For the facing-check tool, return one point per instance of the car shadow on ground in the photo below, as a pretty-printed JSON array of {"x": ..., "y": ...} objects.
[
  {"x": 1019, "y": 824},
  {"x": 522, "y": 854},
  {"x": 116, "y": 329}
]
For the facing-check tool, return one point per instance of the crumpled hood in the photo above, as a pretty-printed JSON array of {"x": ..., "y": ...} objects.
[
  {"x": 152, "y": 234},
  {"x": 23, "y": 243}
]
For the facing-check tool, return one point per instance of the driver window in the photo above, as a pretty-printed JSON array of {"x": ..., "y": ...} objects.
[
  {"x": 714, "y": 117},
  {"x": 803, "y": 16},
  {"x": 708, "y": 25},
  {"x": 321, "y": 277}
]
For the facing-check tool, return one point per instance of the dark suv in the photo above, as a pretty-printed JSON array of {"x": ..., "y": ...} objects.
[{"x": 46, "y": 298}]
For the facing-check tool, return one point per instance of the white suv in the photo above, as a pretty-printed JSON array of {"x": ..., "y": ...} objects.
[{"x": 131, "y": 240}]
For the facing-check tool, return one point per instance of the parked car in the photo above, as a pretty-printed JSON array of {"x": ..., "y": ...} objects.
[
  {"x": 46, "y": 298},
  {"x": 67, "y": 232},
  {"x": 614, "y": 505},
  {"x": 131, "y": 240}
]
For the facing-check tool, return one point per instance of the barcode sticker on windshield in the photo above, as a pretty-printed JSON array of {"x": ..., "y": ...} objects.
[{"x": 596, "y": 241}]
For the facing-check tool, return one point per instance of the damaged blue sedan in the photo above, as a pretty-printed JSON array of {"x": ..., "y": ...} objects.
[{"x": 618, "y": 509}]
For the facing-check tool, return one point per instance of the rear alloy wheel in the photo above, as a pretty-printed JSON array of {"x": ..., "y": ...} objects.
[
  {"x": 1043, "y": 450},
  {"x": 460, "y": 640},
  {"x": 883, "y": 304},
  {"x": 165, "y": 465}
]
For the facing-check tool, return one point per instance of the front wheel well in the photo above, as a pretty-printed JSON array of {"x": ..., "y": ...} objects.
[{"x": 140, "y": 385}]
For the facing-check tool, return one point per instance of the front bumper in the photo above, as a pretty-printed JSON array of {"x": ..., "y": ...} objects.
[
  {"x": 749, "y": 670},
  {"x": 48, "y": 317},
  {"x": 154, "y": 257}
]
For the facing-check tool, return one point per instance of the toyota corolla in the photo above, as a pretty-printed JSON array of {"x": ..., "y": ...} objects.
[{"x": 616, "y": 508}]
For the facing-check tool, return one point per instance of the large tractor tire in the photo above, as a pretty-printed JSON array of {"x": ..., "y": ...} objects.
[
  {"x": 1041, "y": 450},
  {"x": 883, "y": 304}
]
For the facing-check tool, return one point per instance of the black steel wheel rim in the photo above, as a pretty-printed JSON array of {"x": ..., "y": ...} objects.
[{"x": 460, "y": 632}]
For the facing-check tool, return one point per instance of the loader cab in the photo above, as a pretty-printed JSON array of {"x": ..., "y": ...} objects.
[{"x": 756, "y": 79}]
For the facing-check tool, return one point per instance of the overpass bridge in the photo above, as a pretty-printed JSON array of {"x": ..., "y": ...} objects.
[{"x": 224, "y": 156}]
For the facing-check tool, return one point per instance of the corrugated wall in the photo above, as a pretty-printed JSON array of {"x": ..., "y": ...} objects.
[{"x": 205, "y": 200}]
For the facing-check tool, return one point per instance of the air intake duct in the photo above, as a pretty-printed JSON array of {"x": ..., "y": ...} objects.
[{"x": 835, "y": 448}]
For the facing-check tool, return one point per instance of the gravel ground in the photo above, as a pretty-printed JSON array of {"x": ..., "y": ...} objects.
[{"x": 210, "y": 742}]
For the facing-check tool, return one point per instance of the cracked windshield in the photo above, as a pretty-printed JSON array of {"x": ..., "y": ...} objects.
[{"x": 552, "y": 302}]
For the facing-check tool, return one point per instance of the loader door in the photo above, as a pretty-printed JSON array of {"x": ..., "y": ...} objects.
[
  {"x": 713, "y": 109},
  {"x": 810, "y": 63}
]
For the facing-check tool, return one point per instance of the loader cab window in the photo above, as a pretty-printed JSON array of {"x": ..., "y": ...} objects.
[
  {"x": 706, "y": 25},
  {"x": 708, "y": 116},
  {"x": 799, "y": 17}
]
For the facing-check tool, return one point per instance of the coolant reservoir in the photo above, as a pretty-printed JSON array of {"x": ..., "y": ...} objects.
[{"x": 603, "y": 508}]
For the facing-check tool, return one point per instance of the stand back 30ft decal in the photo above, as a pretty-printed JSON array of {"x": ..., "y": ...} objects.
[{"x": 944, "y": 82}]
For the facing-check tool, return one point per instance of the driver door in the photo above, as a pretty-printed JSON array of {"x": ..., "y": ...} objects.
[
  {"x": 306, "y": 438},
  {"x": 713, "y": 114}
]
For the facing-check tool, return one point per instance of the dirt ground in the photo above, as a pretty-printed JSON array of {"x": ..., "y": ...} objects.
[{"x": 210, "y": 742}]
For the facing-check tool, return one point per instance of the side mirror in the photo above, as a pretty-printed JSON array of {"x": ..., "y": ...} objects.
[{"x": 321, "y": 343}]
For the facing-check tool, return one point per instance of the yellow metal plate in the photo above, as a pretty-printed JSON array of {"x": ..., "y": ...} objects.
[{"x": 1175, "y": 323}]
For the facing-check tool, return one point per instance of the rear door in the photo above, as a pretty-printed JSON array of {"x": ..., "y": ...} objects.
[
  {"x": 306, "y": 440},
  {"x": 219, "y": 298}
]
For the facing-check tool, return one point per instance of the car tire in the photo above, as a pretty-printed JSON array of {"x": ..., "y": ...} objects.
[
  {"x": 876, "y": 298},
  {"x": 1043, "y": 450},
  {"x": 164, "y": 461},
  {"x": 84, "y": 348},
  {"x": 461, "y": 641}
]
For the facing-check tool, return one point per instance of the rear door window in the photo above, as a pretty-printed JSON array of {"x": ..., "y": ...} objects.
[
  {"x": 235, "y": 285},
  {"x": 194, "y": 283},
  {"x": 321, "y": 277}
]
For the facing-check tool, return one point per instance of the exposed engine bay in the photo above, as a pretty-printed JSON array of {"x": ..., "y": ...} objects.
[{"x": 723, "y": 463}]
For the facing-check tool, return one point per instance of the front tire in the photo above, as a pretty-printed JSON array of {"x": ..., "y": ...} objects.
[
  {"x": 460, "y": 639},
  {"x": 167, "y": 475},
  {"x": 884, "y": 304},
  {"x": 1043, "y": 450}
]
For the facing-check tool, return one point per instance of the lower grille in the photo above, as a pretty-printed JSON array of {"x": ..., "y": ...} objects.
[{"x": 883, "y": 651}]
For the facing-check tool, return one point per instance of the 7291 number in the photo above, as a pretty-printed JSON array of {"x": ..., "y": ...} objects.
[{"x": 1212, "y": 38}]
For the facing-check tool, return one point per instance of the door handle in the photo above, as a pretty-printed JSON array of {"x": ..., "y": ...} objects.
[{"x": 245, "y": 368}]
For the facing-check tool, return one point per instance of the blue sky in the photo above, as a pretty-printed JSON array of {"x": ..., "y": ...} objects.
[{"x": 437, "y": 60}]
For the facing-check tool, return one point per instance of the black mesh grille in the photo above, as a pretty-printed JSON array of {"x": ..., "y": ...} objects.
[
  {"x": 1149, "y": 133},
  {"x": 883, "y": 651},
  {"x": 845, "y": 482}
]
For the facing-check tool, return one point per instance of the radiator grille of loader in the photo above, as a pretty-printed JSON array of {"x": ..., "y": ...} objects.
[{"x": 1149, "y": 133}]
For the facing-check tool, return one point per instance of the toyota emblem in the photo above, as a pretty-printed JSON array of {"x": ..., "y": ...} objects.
──────────
REQUIRED ACTION: Copy out all of the lines above exactly.

SOLUTION:
For the facing-check tool, return one point per instance of the car shadow on ground in the photo below, as a pretty-printed JSON array of {"x": ..., "y": ...} objects.
[
  {"x": 1019, "y": 824},
  {"x": 522, "y": 854},
  {"x": 116, "y": 329}
]
For the facing-check tool, return one point per instance of the crumpled hood in the photo above, as a pretty-printed JSON array of {"x": ..., "y": ...} objects.
[
  {"x": 152, "y": 234},
  {"x": 23, "y": 243}
]
For the facing-check tool, return one point per instance of the driver window in the photo above, as a pretty-printed JSON array of {"x": ..., "y": ...} objects.
[
  {"x": 714, "y": 117},
  {"x": 803, "y": 16},
  {"x": 708, "y": 25},
  {"x": 321, "y": 277}
]
For the facing-check tool, return one point per instance of the dark suv in the photo above, as a pretty-printed JSON array of {"x": ..., "y": ...} objects.
[{"x": 46, "y": 298}]
For the facing-check tool, return one point per instance of the white suv in the photo above, as a pretty-printed JSON array of {"x": ..., "y": ...} objects.
[{"x": 131, "y": 240}]
For the facing-check tool, return one point per instance of the parked car in the photo above, as a pretty-printed JSON array of {"x": ..., "y": ...} objects.
[
  {"x": 46, "y": 298},
  {"x": 67, "y": 232},
  {"x": 614, "y": 505},
  {"x": 131, "y": 240}
]
For the facing-check tool, return one point per instance of the barcode sticker on windshield in the photo above, as a pretty-printed JSON array of {"x": ..., "y": ...} objects.
[{"x": 596, "y": 241}]
For the facing-check tool, return one point per instance of the damaged blue sedan in the photo above, as a pretty-printed JSON array of {"x": ..., "y": ...} objects.
[{"x": 618, "y": 509}]
For the facing-check tool, return one point per instance of the rear alloy wheel in the photo above, as a pretty-printed JSON array of {"x": ..., "y": ...} objects.
[
  {"x": 1043, "y": 450},
  {"x": 460, "y": 640},
  {"x": 883, "y": 304},
  {"x": 165, "y": 465}
]
For the facing-check tool, return one point per instance of the front wheel well in the photo above, as a pretty-printed JSON array of {"x": ..., "y": ...} objects.
[{"x": 140, "y": 385}]
For the facing-check tool, return one point per instance of the front bumper in the photo above, as a pretty-printed JSON array of {"x": ..., "y": ...} objects.
[
  {"x": 749, "y": 670},
  {"x": 48, "y": 317},
  {"x": 154, "y": 257}
]
For the facing-check tool, return one point per instance of the toyota corolla in the photo above, as a pretty-printed JSON array of {"x": ..., "y": ...} objects.
[{"x": 616, "y": 508}]
For the facing-check tool, return one point per instance of the large tractor tire in the photo above, as a pretty-printed JSON array of {"x": ..., "y": ...} objects.
[
  {"x": 1041, "y": 450},
  {"x": 883, "y": 304}
]
For the facing-check tool, return one point per instance of the black steel wheel rim in the photo above, as a pretty-printed JSON array of {"x": ..., "y": ...} objects.
[{"x": 460, "y": 632}]
For the facing-check tool, return one point per instance of the loader cab in the photo above, as a pretty-printed JSON array of {"x": ..., "y": ...} objects.
[{"x": 756, "y": 79}]
For the facing-check tool, return one point per instance of the overpass bridge in the photo above, as a pretty-printed JSON array of {"x": ..., "y": ...} objects.
[{"x": 224, "y": 156}]
For the facing-check tool, return one point per instance of the corrugated wall in the photo above, as a pretty-printed JSON array of {"x": ..., "y": ...} objects.
[{"x": 205, "y": 200}]
For the facing-check tool, return one point per instance of the air intake duct in the photo above, as a pretty-printed JSON array of {"x": ..., "y": ...} objects.
[{"x": 835, "y": 448}]
For the facing-check tool, return one point per instance of the gravel ground in the photo above, as a pretty-printed JSON array of {"x": ..., "y": ...} objects.
[{"x": 210, "y": 742}]
For the facing-check tool, return one point per instance of the cracked windshield in the photo above, as a pretty-printed JSON array of {"x": ..., "y": ...} objects.
[{"x": 552, "y": 302}]
For the facing-check tool, return one point per instance of the loader door in the photo above, as a pretty-printed JSON array of {"x": ..., "y": ...} objects.
[
  {"x": 713, "y": 109},
  {"x": 810, "y": 63}
]
For the facing-check tool, return one point per instance of the loader cab window in the photo above, as a pretty-printed JSON array of {"x": ..., "y": ...} objects.
[
  {"x": 706, "y": 25},
  {"x": 708, "y": 116},
  {"x": 799, "y": 17}
]
For the facing-check tool, return one point per instance of the coolant reservoir in the photo above, as a pretty-printed JSON array of {"x": ..., "y": ...} objects.
[{"x": 603, "y": 508}]
For the facing-check tool, return one point per instance of the stand back 30ft decal in the photo above, as a pretty-printed JSON array of {"x": ..., "y": ...} objects.
[{"x": 944, "y": 82}]
For the facing-check tool, return one point per instance of the driver door in the photo above, as a pretty-printed JSON array of {"x": ..., "y": ...} objects.
[
  {"x": 306, "y": 438},
  {"x": 713, "y": 114}
]
For the facing-check tool, return one point per instance of the dirt ground in the photo above, as a pretty-printed JSON array of {"x": ..., "y": ...} objects.
[{"x": 210, "y": 742}]
For the facing-check tool, return one point per instance of the side mirror in the photo above, as a pretty-printed JSON array of {"x": ..., "y": ...} objects.
[{"x": 321, "y": 343}]
For the facing-check tool, return one point per instance of the yellow metal plate in the photo above, as a pretty-printed JSON array of {"x": ..., "y": ...} objects.
[{"x": 1175, "y": 323}]
For the facing-check tool, return one point per instance of the rear door in the photo above, as a pretty-printed JSON array of {"x": ..., "y": ...} objects.
[
  {"x": 306, "y": 440},
  {"x": 219, "y": 298}
]
For the facing-check tool, return one point per instance of the car tire in the photo above, as a pretty-printed JSON array of {"x": ..., "y": ...} objects.
[
  {"x": 876, "y": 298},
  {"x": 1043, "y": 450},
  {"x": 164, "y": 461},
  {"x": 84, "y": 348},
  {"x": 461, "y": 641}
]
For the facing-check tool, return one point per instance of the rear door window in the photo above, as a pretty-printed JSON array of {"x": ..., "y": ...} objects.
[
  {"x": 235, "y": 285},
  {"x": 194, "y": 283},
  {"x": 321, "y": 277}
]
For the facing-check tool, return one point per instance of the exposed engine bay in the photo above, as a pretty-printed JSON array of {"x": ..., "y": ...} objects.
[{"x": 723, "y": 463}]
For the facing-check tool, return one point per instance of the front tire in the photo above, as a pretty-printed JSON array of {"x": ..., "y": ...} objects.
[
  {"x": 460, "y": 639},
  {"x": 167, "y": 475},
  {"x": 884, "y": 304},
  {"x": 1043, "y": 450}
]
For the facing-check tool, return one point per instance of the lower grille in the photo above, as a pretty-printed JSON array of {"x": ..., "y": ...} objects.
[{"x": 883, "y": 651}]
For the facing-check tool, return one point per instance of the 7291 number in the photo above, as a pretty-printed JSON array of {"x": ..., "y": ...} objects.
[{"x": 1212, "y": 38}]
For the facing-check tool, return one point per instance of the door handle in the photo above, as a pretty-printed JSON array of {"x": ..., "y": ...} objects.
[{"x": 245, "y": 368}]
For the facing-check tool, return one point per instance of the blue sky in the photo above, as a pretty-printed JSON array of {"x": ..., "y": ...} objects.
[{"x": 437, "y": 60}]
For the facing-check tool, return one point per instance of the black mesh grille in the photo above, as a pretty-printed JSON array of {"x": ..., "y": ...} objects.
[
  {"x": 1149, "y": 133},
  {"x": 883, "y": 651},
  {"x": 845, "y": 482}
]
For the facing-check tool, return one point per instance of the radiator grille of loader in the photo above, as a pretty-printed JSON array of {"x": ..., "y": ...} objects.
[{"x": 1149, "y": 133}]
For the facing-check tool, return one point per instance of the toyota emblem in the photo above, as a pretty-printed JSON array of {"x": ..., "y": ...} objects.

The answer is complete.